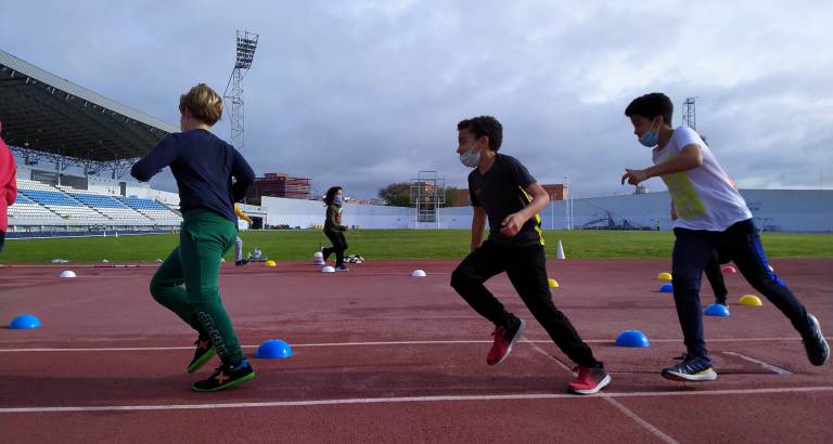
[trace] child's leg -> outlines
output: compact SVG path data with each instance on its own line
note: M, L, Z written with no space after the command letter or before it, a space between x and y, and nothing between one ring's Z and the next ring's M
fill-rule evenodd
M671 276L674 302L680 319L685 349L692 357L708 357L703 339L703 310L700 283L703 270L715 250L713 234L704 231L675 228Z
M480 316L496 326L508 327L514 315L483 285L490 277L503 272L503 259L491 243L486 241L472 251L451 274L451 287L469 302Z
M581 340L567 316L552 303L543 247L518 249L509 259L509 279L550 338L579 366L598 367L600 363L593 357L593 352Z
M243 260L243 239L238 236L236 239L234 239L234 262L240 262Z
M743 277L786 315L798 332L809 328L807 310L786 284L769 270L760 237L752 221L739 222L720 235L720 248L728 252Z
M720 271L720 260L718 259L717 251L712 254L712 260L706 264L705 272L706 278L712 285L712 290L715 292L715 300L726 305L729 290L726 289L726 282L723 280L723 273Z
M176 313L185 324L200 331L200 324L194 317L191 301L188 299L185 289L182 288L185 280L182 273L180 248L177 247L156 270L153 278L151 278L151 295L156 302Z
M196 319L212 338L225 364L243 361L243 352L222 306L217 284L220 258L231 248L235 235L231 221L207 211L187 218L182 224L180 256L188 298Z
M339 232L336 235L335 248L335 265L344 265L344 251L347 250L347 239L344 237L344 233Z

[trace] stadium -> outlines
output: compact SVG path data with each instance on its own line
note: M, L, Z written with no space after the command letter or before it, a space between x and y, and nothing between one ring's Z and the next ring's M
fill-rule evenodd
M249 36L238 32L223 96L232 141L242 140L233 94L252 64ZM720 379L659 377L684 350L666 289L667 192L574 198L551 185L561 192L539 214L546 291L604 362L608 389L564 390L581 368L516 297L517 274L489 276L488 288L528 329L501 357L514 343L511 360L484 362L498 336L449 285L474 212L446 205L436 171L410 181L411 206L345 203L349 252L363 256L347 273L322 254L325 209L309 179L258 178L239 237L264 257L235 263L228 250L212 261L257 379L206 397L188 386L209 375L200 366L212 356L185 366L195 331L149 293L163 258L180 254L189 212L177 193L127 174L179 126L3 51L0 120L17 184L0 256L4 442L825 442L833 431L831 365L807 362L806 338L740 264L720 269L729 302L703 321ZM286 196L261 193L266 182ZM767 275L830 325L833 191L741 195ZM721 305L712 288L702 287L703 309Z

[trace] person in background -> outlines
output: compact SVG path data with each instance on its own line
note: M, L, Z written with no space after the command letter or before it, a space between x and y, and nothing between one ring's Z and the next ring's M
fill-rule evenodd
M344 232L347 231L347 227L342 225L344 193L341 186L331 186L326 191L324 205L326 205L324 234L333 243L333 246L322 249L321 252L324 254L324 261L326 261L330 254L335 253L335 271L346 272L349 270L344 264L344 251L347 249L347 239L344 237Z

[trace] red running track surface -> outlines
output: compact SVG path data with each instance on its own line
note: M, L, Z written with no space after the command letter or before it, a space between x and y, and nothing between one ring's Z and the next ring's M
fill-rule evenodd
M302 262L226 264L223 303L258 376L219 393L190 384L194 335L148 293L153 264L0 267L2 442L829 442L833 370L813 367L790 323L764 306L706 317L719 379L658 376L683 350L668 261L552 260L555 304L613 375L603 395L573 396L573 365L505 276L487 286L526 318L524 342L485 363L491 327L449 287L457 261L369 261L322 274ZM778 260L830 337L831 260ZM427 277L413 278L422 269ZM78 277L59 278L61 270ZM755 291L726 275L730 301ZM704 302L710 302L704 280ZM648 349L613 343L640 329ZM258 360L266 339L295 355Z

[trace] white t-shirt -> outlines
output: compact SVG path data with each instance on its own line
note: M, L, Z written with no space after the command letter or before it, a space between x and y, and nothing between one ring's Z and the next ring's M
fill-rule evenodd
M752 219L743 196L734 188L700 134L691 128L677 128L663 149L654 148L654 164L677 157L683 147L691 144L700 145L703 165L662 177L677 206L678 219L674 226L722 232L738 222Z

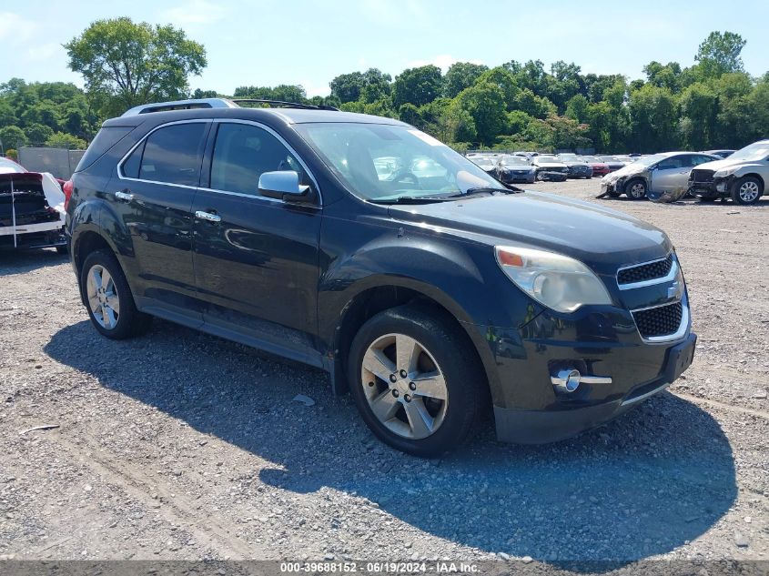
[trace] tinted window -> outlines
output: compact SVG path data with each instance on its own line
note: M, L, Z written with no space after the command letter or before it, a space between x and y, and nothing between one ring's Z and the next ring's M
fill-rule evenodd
==============================
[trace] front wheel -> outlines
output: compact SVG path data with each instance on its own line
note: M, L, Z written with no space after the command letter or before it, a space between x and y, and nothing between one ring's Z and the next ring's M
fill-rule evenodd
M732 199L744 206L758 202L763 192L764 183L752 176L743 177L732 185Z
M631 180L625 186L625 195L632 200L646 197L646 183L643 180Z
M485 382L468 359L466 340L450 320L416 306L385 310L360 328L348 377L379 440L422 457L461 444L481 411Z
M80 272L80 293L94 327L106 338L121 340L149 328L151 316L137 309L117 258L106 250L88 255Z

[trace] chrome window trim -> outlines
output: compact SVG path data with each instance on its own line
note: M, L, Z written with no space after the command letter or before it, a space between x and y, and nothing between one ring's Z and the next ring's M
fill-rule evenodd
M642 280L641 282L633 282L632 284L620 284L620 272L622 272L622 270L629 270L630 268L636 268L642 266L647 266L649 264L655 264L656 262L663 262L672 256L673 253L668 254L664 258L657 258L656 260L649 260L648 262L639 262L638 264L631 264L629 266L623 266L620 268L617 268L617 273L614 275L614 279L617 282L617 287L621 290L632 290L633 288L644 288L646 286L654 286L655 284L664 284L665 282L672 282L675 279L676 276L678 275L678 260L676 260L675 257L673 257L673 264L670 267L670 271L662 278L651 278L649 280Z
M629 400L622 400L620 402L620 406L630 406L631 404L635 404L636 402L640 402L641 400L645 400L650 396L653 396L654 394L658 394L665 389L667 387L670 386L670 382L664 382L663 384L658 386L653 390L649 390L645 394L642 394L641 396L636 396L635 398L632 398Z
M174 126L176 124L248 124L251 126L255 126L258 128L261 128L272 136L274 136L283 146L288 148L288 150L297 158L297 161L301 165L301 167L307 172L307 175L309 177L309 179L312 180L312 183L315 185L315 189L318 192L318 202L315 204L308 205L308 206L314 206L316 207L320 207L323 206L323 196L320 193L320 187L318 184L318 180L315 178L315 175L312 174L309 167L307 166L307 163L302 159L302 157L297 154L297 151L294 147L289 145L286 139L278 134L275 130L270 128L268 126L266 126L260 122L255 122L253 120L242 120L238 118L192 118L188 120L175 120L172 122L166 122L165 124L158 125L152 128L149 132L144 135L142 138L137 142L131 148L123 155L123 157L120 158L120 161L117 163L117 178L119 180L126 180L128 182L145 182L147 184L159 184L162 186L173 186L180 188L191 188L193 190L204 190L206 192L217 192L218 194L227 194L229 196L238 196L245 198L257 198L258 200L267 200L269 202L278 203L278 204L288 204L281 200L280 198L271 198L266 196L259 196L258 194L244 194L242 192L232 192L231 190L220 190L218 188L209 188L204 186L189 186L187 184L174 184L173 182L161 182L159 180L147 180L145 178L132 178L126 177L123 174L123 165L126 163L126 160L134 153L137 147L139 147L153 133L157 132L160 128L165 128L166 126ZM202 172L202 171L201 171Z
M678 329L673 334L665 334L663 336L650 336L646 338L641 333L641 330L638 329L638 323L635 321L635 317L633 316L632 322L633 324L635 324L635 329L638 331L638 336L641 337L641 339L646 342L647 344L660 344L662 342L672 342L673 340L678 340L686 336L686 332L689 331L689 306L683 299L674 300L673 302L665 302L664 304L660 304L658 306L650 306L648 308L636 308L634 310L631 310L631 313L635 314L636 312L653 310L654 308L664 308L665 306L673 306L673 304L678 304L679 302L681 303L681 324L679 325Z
==============================
Count the lines in the entries above that contain the word "outlines", and reply with only the number.

8